-- Begin Task inputs --

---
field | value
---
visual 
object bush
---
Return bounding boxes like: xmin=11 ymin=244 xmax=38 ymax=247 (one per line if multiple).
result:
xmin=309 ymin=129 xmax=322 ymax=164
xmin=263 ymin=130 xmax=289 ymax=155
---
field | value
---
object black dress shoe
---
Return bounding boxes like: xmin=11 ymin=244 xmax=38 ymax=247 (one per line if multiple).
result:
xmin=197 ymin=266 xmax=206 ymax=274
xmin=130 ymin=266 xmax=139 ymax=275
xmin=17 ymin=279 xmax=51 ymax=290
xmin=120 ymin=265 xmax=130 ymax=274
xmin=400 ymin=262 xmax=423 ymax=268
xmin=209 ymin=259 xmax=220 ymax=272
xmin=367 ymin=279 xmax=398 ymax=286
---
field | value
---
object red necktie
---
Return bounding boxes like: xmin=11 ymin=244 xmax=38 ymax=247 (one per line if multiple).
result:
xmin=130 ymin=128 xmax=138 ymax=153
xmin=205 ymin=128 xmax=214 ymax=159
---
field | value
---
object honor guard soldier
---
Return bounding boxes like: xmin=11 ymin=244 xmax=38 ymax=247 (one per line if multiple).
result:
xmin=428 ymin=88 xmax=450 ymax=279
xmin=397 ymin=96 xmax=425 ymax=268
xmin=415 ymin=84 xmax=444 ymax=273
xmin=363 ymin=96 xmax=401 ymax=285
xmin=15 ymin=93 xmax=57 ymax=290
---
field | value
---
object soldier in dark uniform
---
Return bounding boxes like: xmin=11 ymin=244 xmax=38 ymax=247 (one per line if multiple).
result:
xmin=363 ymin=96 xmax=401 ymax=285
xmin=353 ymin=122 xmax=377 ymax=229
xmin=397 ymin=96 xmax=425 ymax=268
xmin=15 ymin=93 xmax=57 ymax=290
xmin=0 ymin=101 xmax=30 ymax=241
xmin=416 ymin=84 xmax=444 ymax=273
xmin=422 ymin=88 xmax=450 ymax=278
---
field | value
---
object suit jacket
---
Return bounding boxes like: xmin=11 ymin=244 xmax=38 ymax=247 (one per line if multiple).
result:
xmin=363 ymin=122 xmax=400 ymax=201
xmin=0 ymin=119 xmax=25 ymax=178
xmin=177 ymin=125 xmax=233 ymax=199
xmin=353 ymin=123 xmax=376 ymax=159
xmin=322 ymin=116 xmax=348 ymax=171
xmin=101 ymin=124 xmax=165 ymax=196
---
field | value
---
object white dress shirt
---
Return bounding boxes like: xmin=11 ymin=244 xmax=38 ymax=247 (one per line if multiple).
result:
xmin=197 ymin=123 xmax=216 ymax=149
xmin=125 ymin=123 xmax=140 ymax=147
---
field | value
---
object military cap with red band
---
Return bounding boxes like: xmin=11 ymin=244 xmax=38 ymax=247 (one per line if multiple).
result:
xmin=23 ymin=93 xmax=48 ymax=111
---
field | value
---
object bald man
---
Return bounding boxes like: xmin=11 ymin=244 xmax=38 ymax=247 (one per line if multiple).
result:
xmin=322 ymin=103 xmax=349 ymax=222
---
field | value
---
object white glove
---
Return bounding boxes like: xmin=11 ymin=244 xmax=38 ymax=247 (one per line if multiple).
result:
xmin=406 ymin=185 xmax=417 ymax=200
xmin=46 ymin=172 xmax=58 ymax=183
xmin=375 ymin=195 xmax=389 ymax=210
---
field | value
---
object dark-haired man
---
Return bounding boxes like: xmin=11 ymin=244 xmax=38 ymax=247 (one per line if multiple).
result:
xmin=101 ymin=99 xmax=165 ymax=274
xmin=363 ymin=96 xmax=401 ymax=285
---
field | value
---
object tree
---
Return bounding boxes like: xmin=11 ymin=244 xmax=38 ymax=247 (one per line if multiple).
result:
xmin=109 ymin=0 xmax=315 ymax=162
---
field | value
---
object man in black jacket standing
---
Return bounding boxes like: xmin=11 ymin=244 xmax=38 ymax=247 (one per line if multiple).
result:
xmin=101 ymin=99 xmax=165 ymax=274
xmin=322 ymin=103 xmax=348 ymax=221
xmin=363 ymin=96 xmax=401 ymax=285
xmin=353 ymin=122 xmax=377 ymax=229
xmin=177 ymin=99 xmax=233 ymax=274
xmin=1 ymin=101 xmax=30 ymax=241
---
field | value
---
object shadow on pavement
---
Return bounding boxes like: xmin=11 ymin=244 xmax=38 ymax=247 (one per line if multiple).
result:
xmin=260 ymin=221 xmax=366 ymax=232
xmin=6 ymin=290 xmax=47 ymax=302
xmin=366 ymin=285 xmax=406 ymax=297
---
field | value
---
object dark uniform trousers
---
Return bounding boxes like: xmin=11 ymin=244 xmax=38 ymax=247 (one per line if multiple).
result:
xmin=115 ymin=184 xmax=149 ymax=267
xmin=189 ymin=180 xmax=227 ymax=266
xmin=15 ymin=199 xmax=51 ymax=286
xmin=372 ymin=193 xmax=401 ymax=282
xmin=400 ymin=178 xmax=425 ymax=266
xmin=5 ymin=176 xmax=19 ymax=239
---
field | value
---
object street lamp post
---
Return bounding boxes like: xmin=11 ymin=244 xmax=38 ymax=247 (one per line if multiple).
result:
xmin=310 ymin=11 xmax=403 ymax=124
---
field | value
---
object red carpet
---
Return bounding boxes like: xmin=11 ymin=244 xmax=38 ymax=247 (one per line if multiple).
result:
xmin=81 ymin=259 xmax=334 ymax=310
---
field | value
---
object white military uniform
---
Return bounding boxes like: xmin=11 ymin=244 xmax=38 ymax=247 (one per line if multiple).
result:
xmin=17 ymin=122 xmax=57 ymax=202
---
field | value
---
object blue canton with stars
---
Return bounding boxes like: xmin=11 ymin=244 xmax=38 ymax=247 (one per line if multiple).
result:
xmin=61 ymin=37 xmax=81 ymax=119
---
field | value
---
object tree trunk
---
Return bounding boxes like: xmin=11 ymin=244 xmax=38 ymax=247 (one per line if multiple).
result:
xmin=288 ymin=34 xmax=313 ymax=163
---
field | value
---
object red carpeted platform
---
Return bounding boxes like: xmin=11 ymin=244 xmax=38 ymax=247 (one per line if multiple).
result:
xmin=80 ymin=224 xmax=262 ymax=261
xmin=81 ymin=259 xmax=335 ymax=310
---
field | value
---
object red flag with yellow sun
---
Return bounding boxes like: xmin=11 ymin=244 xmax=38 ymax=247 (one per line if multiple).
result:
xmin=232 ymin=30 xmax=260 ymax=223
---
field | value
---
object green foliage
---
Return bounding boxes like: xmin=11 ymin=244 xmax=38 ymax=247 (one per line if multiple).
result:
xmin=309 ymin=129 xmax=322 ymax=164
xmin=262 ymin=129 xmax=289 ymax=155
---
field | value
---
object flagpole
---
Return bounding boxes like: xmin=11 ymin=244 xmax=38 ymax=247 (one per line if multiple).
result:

-- End Task inputs --

* _What to do_:
Change every "result" in the records to "output" and leave everything else as it is.

* _Written response_:
---
field | value
---
visual 
object bush
---
Return bounding boxes like: xmin=11 ymin=244 xmax=38 ymax=247 (one per line if multiple).
output:
xmin=309 ymin=129 xmax=322 ymax=164
xmin=263 ymin=130 xmax=289 ymax=155
---
field | value
---
object black dress shoe
---
Return bounding boxes like: xmin=11 ymin=244 xmax=38 ymax=247 (one per line if multiple).
output:
xmin=197 ymin=266 xmax=206 ymax=274
xmin=130 ymin=266 xmax=139 ymax=275
xmin=17 ymin=279 xmax=51 ymax=290
xmin=120 ymin=265 xmax=130 ymax=274
xmin=400 ymin=262 xmax=423 ymax=268
xmin=209 ymin=259 xmax=220 ymax=272
xmin=367 ymin=279 xmax=398 ymax=286
---
field | value
---
object red necktie
---
Return bounding boxes like: xmin=11 ymin=244 xmax=38 ymax=247 (one per line if multiple).
output:
xmin=130 ymin=128 xmax=138 ymax=153
xmin=205 ymin=128 xmax=214 ymax=159
---
field | value
---
object honor guard soldier
---
Return bounding boxes like: xmin=11 ymin=244 xmax=38 ymax=247 (one per line if multiple).
output:
xmin=428 ymin=88 xmax=450 ymax=279
xmin=397 ymin=96 xmax=425 ymax=268
xmin=415 ymin=84 xmax=444 ymax=273
xmin=363 ymin=96 xmax=401 ymax=285
xmin=15 ymin=93 xmax=57 ymax=290
---
field | value
---
object soldier in dark uniform
---
Return bounding boxes like: xmin=11 ymin=244 xmax=38 ymax=247 (one per line if multiple).
output:
xmin=363 ymin=96 xmax=401 ymax=285
xmin=353 ymin=122 xmax=377 ymax=229
xmin=397 ymin=96 xmax=425 ymax=268
xmin=15 ymin=93 xmax=57 ymax=290
xmin=0 ymin=101 xmax=30 ymax=241
xmin=416 ymin=84 xmax=444 ymax=273
xmin=422 ymin=88 xmax=450 ymax=278
---
field | value
---
object suit jacket
---
Return bounding boxes like: xmin=11 ymin=244 xmax=38 ymax=247 (one per line if multiple).
output:
xmin=363 ymin=122 xmax=400 ymax=201
xmin=0 ymin=119 xmax=25 ymax=178
xmin=177 ymin=125 xmax=233 ymax=199
xmin=353 ymin=123 xmax=376 ymax=159
xmin=322 ymin=116 xmax=348 ymax=171
xmin=101 ymin=124 xmax=165 ymax=196
---
field | value
---
object white dress shirt
---
Return bounding boxes like: xmin=11 ymin=244 xmax=38 ymax=247 (one per line if multiple).
output:
xmin=197 ymin=123 xmax=216 ymax=149
xmin=125 ymin=123 xmax=140 ymax=147
---
field | value
---
object military cap with red band
---
Return bounding boxes like: xmin=11 ymin=244 xmax=38 ymax=247 (one per line if multiple).
output:
xmin=23 ymin=93 xmax=48 ymax=111
---
field | value
---
object bald man
---
Return bounding boxes like: xmin=11 ymin=244 xmax=38 ymax=247 (one per line if multiple).
output:
xmin=322 ymin=103 xmax=349 ymax=222
---
field | value
---
object white glove
---
Return bounding boxes like: xmin=11 ymin=244 xmax=38 ymax=247 (one per line if multiple).
output:
xmin=406 ymin=185 xmax=417 ymax=200
xmin=46 ymin=172 xmax=58 ymax=183
xmin=375 ymin=195 xmax=389 ymax=210
---
field | value
---
object dark-haired man
---
Return bounding boxes like: xmin=11 ymin=244 xmax=38 ymax=247 (one per line if multiple).
output:
xmin=101 ymin=99 xmax=165 ymax=274
xmin=363 ymin=96 xmax=401 ymax=285
---
field | value
---
object tree
---
Return bounding boxes like: xmin=11 ymin=244 xmax=38 ymax=247 (one per line if multiple).
output:
xmin=109 ymin=0 xmax=315 ymax=162
---
field | value
---
object man in black jacket standing
---
Return bounding boxes like: xmin=11 ymin=244 xmax=38 ymax=247 (one per line if multiple).
output:
xmin=101 ymin=99 xmax=165 ymax=274
xmin=322 ymin=103 xmax=348 ymax=221
xmin=363 ymin=96 xmax=401 ymax=285
xmin=353 ymin=122 xmax=377 ymax=229
xmin=177 ymin=99 xmax=233 ymax=274
xmin=1 ymin=101 xmax=30 ymax=241
---
field | value
---
object shadow on pavement
---
Return bounding boxes like: xmin=11 ymin=244 xmax=38 ymax=247 (one per line if multiple).
output:
xmin=260 ymin=221 xmax=366 ymax=232
xmin=6 ymin=290 xmax=47 ymax=302
xmin=366 ymin=285 xmax=406 ymax=297
---
field | value
---
object dark uniform trousers
---
Return bounding boxes like: xmin=11 ymin=244 xmax=38 ymax=247 (one per line if multiple).
output:
xmin=115 ymin=184 xmax=149 ymax=267
xmin=189 ymin=180 xmax=227 ymax=266
xmin=15 ymin=199 xmax=51 ymax=286
xmin=372 ymin=193 xmax=401 ymax=282
xmin=400 ymin=178 xmax=425 ymax=266
xmin=5 ymin=176 xmax=19 ymax=239
---
field | value
---
object street lamp post
---
Return bounding boxes like: xmin=11 ymin=244 xmax=38 ymax=247 (one per line if multiple).
output:
xmin=310 ymin=11 xmax=403 ymax=124
---
field | value
---
object red carpet
---
Return bounding boxes like: xmin=11 ymin=244 xmax=38 ymax=247 (one per line if multiple).
output:
xmin=81 ymin=259 xmax=334 ymax=310
---
field | value
---
object white military uniform
---
Return bounding boxes like: xmin=11 ymin=244 xmax=38 ymax=247 (one per line if multiple).
output:
xmin=17 ymin=122 xmax=57 ymax=202
---
field | value
---
object blue canton with stars
---
Return bounding boxes like: xmin=11 ymin=244 xmax=38 ymax=247 (one per line if multiple).
output:
xmin=61 ymin=37 xmax=81 ymax=119
---
field | value
---
object tree trunk
---
Return bounding boxes like: xmin=11 ymin=244 xmax=38 ymax=247 (one per line if multiple).
output:
xmin=288 ymin=34 xmax=313 ymax=163
---
field | value
---
object red carpeted platform
---
Return bounding boxes like: xmin=11 ymin=244 xmax=38 ymax=247 (one per line if multiple).
output:
xmin=80 ymin=224 xmax=262 ymax=261
xmin=81 ymin=259 xmax=335 ymax=310
---
field | value
---
object red flag with yellow sun
---
Return bounding boxes like: xmin=11 ymin=244 xmax=38 ymax=247 (one per line if multiple).
output:
xmin=232 ymin=30 xmax=260 ymax=223
---
field | value
---
object green foliage
---
Return bounding boxes like: xmin=11 ymin=244 xmax=38 ymax=247 (one per line if multiple).
output:
xmin=309 ymin=129 xmax=322 ymax=164
xmin=262 ymin=129 xmax=289 ymax=155
---
field | value
---
object flagpole
---
Return bounding boxes like: xmin=11 ymin=244 xmax=38 ymax=247 (one per line if multiple).
output:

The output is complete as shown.